- [Metin Parçası]
_ _ _ _ _

İşçilikten Mühendisliğe ve İş İnsanlığına

İşçilikten Mühendisliğe ve İş İnsanlığına

OSTİM Teknik Üniversitesi Mütevelli Heyeti Üyesi, İş ve İnşaat Makineleri Kümelenmesi’nin (İŞİM) üyesi HİDROMEK A.Ş.'nin Kurucusu ve Yönetim Kurulu Başkanı, değerli iş insanı Hasan Basri Bozkurt darı bekaya irtihal etti.

Merhum Bozkurt, yaşamı boyunca ülke için çalışmanın, birlikte hareket etmenin, paylaşmanın en güzel örneğini ortaya koydu. İşçilikten mühendisliğe adım attığı yılların berrak simgesi HİDROMEK A.Ş., alın teriyle çok çalışmanın, sürekli iyileştirmenin, markalaşmanın, küresel rekabetin bir sonucu olarak ay yıldızlı bayrağımızı dünyanın dört bir tarafında dalgalandırıyor.

Hasan Basri Bozkurt, 19 Aralık 2015 tarihli İŞİM Genel Kurul Toplantısı’nda hayat hikayesini anlatmıştı. Bozkurt diyor ki, “Kazancımızı biz sürekli işimize yatırıyoruz. Biz, bir işe odaklandık. Yatırımlarımızı hep özsermayemizle yaptık. İsraftan ve lüksten kesinlikle kaçındık. Takım çalışmasına önem verdik. Öneri ve eleştirileri dikkatle dinledik.”

_ _ _ _ _

[Etiketli kutu kayıtları]
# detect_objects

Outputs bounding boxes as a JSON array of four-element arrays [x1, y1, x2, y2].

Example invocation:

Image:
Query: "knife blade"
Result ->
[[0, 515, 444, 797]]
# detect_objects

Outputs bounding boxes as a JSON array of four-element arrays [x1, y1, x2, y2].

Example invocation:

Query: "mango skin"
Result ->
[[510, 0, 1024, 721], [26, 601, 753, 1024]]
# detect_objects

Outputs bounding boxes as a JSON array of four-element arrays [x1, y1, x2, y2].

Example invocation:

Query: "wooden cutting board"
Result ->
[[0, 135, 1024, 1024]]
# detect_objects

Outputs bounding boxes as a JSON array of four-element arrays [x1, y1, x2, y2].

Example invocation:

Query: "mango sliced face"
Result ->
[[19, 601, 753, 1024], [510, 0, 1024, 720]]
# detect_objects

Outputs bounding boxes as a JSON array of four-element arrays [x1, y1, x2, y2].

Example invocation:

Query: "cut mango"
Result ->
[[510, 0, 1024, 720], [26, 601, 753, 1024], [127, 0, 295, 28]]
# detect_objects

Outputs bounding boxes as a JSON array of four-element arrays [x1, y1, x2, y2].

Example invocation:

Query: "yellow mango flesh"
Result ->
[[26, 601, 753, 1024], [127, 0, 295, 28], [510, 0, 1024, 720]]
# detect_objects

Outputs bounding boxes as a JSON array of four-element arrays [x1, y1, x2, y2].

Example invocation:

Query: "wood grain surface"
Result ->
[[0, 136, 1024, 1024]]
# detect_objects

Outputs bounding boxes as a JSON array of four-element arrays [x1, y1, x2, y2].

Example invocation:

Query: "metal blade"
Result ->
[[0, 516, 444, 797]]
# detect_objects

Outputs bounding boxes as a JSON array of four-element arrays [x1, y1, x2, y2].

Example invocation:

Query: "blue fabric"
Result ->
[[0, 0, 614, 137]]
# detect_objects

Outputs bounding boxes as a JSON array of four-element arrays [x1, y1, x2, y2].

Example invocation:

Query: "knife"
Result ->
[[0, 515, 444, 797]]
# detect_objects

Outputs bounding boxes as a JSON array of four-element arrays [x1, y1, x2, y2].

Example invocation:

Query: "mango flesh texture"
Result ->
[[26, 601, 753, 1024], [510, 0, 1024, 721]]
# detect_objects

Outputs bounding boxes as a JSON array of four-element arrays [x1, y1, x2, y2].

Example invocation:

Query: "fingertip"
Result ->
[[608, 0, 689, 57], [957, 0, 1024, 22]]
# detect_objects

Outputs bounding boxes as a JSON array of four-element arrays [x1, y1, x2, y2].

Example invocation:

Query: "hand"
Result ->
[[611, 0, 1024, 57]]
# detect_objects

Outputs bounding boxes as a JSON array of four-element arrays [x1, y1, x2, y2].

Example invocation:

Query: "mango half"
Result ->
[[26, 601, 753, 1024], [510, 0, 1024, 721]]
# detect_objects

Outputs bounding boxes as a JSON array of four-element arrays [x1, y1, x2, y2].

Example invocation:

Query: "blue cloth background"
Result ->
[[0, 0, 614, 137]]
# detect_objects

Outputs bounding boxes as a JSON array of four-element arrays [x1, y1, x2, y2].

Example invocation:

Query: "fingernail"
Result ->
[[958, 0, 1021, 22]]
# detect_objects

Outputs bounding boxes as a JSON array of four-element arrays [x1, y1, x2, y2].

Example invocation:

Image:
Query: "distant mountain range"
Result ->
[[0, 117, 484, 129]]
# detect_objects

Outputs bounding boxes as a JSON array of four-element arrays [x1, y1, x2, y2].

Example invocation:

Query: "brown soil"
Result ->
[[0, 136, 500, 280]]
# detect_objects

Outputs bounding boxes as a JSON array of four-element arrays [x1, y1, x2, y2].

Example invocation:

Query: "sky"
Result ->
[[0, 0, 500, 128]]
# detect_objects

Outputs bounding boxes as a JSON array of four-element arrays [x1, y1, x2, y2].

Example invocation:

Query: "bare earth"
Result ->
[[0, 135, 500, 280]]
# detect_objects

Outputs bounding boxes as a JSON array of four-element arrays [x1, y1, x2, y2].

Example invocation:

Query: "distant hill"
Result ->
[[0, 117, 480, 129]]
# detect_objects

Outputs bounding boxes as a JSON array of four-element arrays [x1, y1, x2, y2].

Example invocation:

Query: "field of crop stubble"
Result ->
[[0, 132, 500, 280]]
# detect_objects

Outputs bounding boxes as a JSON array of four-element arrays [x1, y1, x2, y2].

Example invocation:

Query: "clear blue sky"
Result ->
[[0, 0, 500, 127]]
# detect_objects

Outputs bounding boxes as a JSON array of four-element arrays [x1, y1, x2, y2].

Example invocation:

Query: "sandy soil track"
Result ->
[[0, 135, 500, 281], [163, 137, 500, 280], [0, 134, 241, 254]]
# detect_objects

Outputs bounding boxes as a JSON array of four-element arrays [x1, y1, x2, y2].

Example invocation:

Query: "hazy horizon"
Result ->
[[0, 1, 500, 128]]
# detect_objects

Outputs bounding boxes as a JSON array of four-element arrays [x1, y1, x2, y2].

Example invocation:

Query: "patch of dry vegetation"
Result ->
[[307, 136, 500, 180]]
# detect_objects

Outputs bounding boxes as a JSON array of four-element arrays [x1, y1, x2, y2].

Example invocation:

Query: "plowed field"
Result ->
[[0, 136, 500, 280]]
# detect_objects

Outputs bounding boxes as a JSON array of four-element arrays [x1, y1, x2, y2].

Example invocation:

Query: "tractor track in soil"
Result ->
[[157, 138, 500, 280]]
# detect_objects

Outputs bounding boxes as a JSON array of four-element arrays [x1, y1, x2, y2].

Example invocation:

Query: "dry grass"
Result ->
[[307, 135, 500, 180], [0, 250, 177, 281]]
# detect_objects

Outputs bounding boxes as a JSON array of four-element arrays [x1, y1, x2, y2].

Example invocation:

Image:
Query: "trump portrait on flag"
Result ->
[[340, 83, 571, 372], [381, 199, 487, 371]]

_ _ _ _ _

- [Alıştırma Görevleri]
A - Hasan Basri Bozkurt'u anlatan metinde "OSTİM Teknik Üniversitesi" sözleriyle açılıp "bir tarafında dalgalandırıyor." sözleriyle kapanan bölümü, "Merhum" yerine "Rahmetli" koyarak yeniden yazın.
B - Hasan Basri Bozkurt'u anlatan metni, son cümlesinden sonra devam ettirin.

- [Alıştırma Sonuçları]
A -
OSTİM Teknik Üniversitesi Mütevelli Heyeti Üyesi, İş ve İnşaat Makineleri Kümelenmesi’nin (İŞİM) üyesi HİDROMEK A.Ş.'nin Kurucusu ve Yönetim Kurulu Başkanı, değerli iş insanı Hasan Basri Bozkurt darı bekaya irtihal etti.

Rahmetli Bozkurt, yaşamı boyunca ülke için çalışmanın, birlikte hareket etmenin, paylaşmanın en güzel örneğini ortaya koydu. İşçilikten mühendisliğe adım attığı yılların berrak simgesi HİDROMEK A.Ş., alın teriyle çok çalışmanın, sürekli iyileştirmenin, markalaşmanın, küresel rekabetin bir sonucu olarak ay yıldızlı bayrağımızı dünyanın dört bir tarafında dalgalandırıyor.

B -
1965 yılında meslek lisesini bitirerek Karayolları’nda işçi olarak işe başladım. 2 yılı çalıştım. 2 yıl içerisinde; hem kendimin gelişmesi hem de ülkeme daha fazla faydalı olabilmek için tahsilime devam etmemin faydalı olacağını düşündüm. Yıldız Teknik Okulu’nun imtihanlarına girdim, kazandım. Karayolları da burs vererek beni destekledi. 1971 yılında mühendis oldum, 1972’de de yüksek lisansımı tamamladım. Mezuniyet sonrası Karayolları’na mühendis olarak döndüm. Karayolları’nın bir özelliği vardı; mühendisleri işbaşı yaptırmadan önce 6 ay süreyle; makine parkında bulunan makinelerin tanıtımını yapıyor; çalışma prensiplerini, kullanımını, arızalarını ve bakımlarını öğretip, ondan sonra mesuliyet veriyordu.

Amerika parasıyla bile yedek parça vermedi

Bu eğitimimi tamamladıktan sonra Karayollar’ında Atölye Şefi olarak işe başladım. 1974 yılında Kıbrıs Barış Çıkarması oldu. Kıbrıs Barış Çıkarması’nı müteakiben Karayolları, Amerika’da, parasının olmasına rağmen makinelerinin yedek parçasını alamamayla karşı karşıya kaldı. Biz o zaman “Ne yaparız?” diye düşündük ve buna çare olarak piyasa imkânlarıyla, Karayolları’nın imkânlarıyla birçok parçayı kendi bünyemizde yaptık. Her yaptığımız parça kendimize biraz daha güven verdi. Kendimizi biraz daha motive etti. Bir sonraki için bir tecrübe sahibi olduk.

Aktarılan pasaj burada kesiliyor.